**已提供信息**:
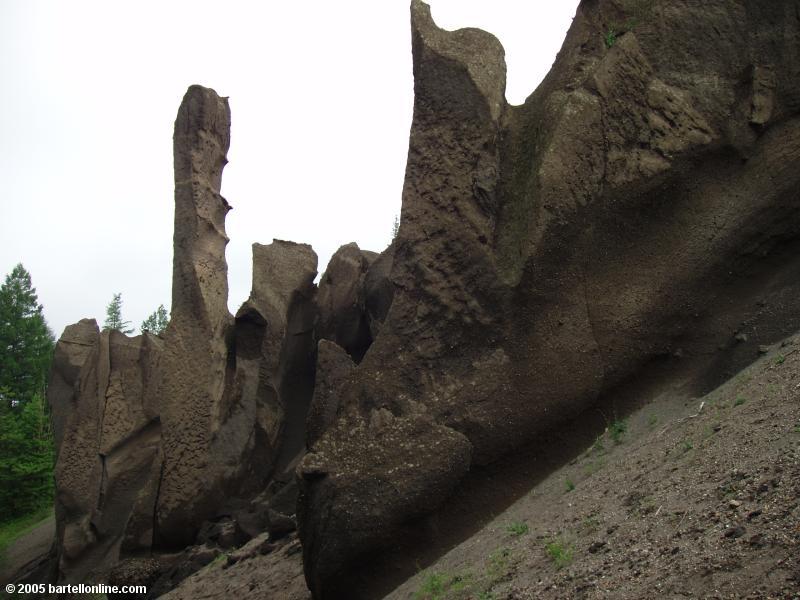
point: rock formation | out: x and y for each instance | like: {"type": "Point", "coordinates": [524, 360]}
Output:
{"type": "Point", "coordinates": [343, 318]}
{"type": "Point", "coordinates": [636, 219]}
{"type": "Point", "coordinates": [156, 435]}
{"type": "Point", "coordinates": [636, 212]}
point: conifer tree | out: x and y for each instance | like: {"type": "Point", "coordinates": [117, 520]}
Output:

**待完成任务**: 将上方列表的全部行原样重复输出，答案中省略图片。

**解答**:
point: rock formation | out: x and y for each instance | like: {"type": "Point", "coordinates": [524, 360]}
Output:
{"type": "Point", "coordinates": [343, 318]}
{"type": "Point", "coordinates": [636, 219]}
{"type": "Point", "coordinates": [156, 435]}
{"type": "Point", "coordinates": [636, 212]}
point: conifer tree | out: x and y for each instance | like: {"type": "Point", "coordinates": [117, 520]}
Output:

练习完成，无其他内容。